SAP CDC with Azure Data Factory

Using a self-hosted Integration Runtime

Ana Escobar
datamindedbe
7 min readJan 16, 2024

--

Image generated with Midjourney

What is CDC?

CDC stands for Change Data Capture, and it’s a technique used to track changes in data so that they can be propagated to other systems or applications in real-time. This process is crucial for maintaining data consistency across different parts of a system or between different systems.

There are two main types of CDC: physical and logical. Physical CDC involves capturing changes at the database’s low-level, such as changes to individual records or table structures. Logical CDC, on the other hand, captures changes at a higher level, focusing on the meaning or content of the data, making it more suitable for scenarios where the structure of the data may evolve.

SAP CDC is a type of logical Change Data Capture. It focuses on capturing changes in the meaning or content of the data rather than the low-level details of the database structure.

After this brief introduction to what is Change Data Capture (CDC), let me explain to you how to use Azure Data Factory to build an SAP CDC pipeline using Azure’s SAP Connector, and what things you need to take into account.

Once we create a Data Factory in Azure and we launch the application, we will see 5 different resources:

  1. Pipelines
  2. Change Data Capture
  3. Datasets
  4. Data Flows
  5. Power Query

We will focus on the 3 ones highlighted in bold.

• [Task requirements]
1 – Copy the passage of the SAP CDC article from "After this brief" to "take into account.".
2 – According to the SAP CDC article, what resources appear after you create a Data Factory in Azure and launch the application? List every one.

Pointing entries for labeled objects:
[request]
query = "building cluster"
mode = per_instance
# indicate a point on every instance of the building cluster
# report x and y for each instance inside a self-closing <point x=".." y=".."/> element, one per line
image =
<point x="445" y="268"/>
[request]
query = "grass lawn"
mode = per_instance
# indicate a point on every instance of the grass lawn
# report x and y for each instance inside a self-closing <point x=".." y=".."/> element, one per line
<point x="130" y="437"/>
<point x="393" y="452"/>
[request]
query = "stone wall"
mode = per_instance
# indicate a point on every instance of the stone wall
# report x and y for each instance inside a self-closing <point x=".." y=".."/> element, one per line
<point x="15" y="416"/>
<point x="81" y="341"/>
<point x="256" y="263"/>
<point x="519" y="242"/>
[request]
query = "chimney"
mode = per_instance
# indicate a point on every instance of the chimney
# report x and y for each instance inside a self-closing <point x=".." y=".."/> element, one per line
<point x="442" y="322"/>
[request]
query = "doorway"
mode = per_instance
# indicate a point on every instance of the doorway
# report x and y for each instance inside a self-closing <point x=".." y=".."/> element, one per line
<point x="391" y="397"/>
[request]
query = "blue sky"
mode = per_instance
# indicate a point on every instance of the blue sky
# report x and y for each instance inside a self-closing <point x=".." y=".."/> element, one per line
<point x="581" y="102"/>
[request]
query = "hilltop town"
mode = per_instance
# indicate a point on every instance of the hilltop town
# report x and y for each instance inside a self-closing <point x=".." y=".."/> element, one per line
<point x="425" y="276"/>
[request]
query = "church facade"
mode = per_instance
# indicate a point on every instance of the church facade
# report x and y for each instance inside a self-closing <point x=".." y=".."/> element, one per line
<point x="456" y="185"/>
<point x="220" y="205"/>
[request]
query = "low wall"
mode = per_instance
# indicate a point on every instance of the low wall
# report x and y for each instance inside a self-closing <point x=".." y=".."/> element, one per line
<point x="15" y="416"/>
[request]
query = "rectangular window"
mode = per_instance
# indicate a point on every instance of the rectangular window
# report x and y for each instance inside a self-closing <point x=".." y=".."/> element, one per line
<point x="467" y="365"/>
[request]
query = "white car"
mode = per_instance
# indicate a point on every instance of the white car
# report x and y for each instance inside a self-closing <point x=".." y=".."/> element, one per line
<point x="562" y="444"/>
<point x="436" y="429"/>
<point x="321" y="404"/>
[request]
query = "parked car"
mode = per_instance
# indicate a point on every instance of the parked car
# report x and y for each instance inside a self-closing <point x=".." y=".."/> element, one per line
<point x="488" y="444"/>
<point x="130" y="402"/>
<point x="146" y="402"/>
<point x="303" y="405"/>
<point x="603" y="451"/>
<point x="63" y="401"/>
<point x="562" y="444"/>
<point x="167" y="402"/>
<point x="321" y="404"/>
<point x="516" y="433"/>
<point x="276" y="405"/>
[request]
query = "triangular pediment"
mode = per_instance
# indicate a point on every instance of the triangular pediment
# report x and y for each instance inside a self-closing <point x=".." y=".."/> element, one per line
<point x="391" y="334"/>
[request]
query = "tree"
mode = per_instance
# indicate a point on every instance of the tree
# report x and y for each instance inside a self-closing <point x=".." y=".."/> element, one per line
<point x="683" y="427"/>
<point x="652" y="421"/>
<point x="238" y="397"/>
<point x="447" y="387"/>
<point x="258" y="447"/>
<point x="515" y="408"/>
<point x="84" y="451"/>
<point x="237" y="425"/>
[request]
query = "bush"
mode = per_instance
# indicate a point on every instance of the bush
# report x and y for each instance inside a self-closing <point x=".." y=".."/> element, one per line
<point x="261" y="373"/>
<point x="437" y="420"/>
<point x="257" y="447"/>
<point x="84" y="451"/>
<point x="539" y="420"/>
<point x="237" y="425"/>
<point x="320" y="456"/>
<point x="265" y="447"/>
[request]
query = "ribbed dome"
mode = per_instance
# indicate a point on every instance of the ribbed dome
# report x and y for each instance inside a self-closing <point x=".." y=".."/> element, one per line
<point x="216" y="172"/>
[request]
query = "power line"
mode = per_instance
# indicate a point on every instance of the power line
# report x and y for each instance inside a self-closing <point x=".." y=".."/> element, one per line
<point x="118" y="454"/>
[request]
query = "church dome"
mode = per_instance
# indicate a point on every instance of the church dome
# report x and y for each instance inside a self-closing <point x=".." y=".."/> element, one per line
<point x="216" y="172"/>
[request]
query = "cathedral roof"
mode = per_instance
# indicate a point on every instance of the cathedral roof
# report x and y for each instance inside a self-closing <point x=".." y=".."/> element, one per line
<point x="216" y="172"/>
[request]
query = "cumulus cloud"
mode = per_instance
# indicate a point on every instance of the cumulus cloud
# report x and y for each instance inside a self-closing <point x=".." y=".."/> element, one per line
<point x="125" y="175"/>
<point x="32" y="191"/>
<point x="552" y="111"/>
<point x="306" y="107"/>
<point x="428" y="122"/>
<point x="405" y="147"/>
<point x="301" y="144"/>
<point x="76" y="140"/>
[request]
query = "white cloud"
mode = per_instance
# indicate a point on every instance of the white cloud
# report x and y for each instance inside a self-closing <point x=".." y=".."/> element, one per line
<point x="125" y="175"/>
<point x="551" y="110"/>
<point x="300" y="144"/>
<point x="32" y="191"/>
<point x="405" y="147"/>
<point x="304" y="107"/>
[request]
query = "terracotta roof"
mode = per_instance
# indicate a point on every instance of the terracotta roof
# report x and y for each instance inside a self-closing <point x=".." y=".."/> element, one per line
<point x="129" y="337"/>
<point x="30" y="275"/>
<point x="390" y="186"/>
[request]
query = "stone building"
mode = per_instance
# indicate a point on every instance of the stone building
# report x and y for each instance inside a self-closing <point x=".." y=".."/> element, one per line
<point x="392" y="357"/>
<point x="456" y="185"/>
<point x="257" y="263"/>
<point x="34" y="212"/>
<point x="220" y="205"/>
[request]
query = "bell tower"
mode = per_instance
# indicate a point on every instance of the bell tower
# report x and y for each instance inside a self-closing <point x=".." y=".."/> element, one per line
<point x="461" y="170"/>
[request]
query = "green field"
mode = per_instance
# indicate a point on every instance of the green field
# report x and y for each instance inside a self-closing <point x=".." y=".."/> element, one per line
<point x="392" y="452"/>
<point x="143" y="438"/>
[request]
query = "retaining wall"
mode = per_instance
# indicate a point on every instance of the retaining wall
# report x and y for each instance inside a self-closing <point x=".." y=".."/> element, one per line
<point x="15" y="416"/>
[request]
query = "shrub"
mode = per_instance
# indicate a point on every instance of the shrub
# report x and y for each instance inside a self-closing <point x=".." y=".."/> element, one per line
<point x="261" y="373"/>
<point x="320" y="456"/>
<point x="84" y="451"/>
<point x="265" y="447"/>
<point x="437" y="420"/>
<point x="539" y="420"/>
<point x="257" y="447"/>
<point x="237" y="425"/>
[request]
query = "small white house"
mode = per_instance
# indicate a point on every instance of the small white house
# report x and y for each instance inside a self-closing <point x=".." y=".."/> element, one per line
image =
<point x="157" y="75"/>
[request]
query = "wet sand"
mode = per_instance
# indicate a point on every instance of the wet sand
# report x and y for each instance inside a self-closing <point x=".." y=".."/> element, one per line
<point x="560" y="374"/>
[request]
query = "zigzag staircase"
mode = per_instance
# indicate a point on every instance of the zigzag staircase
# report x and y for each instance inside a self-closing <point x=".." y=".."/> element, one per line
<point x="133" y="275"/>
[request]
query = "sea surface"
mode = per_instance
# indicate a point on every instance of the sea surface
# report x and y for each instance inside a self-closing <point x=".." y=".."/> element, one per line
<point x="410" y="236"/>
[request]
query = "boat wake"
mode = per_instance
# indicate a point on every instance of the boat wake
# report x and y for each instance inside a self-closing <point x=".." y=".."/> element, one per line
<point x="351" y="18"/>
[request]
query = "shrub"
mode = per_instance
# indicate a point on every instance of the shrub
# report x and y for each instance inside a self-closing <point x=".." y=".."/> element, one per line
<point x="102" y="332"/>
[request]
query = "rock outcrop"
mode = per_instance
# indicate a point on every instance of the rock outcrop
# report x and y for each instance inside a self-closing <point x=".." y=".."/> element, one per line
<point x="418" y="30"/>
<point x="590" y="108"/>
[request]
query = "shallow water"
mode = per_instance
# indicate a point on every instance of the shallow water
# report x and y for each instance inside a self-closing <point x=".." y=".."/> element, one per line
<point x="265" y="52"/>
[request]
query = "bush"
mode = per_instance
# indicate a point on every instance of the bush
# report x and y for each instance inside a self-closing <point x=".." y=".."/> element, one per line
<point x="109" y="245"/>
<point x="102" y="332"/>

• [Solutions per task]
1 –
After this brief introduction to what is Change Data Capture (CDC), let me explain to you how to use Azure Data Factory to build an SAP CDC pipeline using Azure’s SAP Connector, and what things you need to take into account.

2 – Pipelines, Change Data Capture, Datasets, Data Flows, Power Query